* Begin Provided data *
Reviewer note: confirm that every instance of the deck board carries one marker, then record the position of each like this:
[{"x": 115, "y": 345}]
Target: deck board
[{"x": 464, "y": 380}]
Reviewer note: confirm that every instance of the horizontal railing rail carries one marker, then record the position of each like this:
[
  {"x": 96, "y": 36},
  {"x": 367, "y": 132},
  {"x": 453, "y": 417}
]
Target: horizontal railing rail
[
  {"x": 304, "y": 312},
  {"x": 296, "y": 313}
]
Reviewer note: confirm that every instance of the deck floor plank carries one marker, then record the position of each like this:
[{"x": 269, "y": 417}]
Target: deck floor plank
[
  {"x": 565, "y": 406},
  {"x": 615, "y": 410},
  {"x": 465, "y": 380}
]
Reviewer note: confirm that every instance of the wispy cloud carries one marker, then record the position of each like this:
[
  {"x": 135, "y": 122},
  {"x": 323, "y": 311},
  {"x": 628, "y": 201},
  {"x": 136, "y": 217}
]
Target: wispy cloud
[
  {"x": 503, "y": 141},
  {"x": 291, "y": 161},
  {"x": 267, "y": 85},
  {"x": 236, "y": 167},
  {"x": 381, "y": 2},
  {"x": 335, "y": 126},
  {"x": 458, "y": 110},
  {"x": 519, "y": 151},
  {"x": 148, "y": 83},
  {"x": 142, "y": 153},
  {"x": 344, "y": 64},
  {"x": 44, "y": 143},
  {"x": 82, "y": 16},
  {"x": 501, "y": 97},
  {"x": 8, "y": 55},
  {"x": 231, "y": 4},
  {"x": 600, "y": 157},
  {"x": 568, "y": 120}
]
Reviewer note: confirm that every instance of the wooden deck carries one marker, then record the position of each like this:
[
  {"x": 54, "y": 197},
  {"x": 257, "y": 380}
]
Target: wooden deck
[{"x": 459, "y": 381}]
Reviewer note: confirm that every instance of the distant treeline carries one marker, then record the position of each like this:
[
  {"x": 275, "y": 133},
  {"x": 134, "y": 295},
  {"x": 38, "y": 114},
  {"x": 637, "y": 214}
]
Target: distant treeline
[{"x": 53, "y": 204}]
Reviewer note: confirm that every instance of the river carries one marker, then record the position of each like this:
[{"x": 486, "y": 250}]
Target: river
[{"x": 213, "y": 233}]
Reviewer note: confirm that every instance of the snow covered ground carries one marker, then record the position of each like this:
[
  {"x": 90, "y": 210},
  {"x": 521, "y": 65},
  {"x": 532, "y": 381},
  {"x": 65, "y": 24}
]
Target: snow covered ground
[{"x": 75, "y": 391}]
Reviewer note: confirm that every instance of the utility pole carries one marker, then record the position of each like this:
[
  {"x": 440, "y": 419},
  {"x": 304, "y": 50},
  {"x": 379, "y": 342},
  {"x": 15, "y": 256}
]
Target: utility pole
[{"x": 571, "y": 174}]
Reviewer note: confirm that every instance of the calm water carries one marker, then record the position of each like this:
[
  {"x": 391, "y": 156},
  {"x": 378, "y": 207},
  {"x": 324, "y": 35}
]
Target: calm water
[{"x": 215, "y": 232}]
* End Provided data *
## Exercise goal
Each line above must be reproduced exactly as it stands.

## Response
Reviewer note: confirm that every instance of the deck board carries one marker, then record the position of each like this:
[{"x": 115, "y": 345}]
Target: deck board
[{"x": 464, "y": 380}]
Reviewer note: confirm that every instance of the horizontal railing rail carries one marker, then record the position of each like this:
[
  {"x": 96, "y": 36},
  {"x": 367, "y": 132},
  {"x": 453, "y": 417}
]
Target: horizontal railing rail
[
  {"x": 304, "y": 312},
  {"x": 296, "y": 313}
]
Reviewer note: confirm that every instance of the deck floor plank carries one marker, then record the position of each like this:
[{"x": 269, "y": 417}]
Target: deck floor plank
[
  {"x": 565, "y": 406},
  {"x": 615, "y": 410},
  {"x": 465, "y": 380}
]
Reviewer note: confirm that every instance of the wispy cloud carries one marker, then record the position of each like this:
[
  {"x": 135, "y": 122},
  {"x": 323, "y": 311},
  {"x": 628, "y": 201},
  {"x": 136, "y": 217}
]
Target: wispy cloud
[
  {"x": 503, "y": 141},
  {"x": 291, "y": 161},
  {"x": 267, "y": 85},
  {"x": 236, "y": 167},
  {"x": 381, "y": 2},
  {"x": 335, "y": 126},
  {"x": 458, "y": 110},
  {"x": 519, "y": 151},
  {"x": 148, "y": 83},
  {"x": 142, "y": 153},
  {"x": 344, "y": 64},
  {"x": 44, "y": 143},
  {"x": 82, "y": 16},
  {"x": 501, "y": 97},
  {"x": 8, "y": 55},
  {"x": 231, "y": 4},
  {"x": 600, "y": 157},
  {"x": 568, "y": 120}
]
Reviewer note: confirm that every instance of the wooden deck carries one marker, then record the position of each like this:
[
  {"x": 54, "y": 197},
  {"x": 257, "y": 380}
]
Target: wooden deck
[{"x": 459, "y": 381}]
Reviewer note: confirm that every instance of the distant treeline carries one marker, then record the position of each like this:
[
  {"x": 275, "y": 133},
  {"x": 134, "y": 295},
  {"x": 38, "y": 114},
  {"x": 637, "y": 214}
]
Target: distant treeline
[{"x": 53, "y": 204}]
Reviewer note: confirm that every instance of the river carries one marker, then record the position of each like this:
[{"x": 486, "y": 250}]
Target: river
[{"x": 213, "y": 233}]
Reviewer note: confirm that every instance of the snow covered ground carries one marker, then record the position of each like this:
[
  {"x": 90, "y": 210},
  {"x": 521, "y": 65},
  {"x": 532, "y": 381},
  {"x": 65, "y": 24}
]
Target: snow covered ground
[{"x": 75, "y": 391}]
Reviewer note: confirm that every instance of the utility pole carries one marker, then record the position of each like this:
[
  {"x": 440, "y": 419},
  {"x": 304, "y": 50},
  {"x": 379, "y": 342},
  {"x": 15, "y": 256}
]
Target: utility pole
[{"x": 571, "y": 174}]
Reviewer note: confirm that every instance of the calm water carries one marker, then record the position of each like this:
[
  {"x": 391, "y": 156},
  {"x": 378, "y": 207},
  {"x": 324, "y": 35}
]
Target: calm water
[{"x": 215, "y": 232}]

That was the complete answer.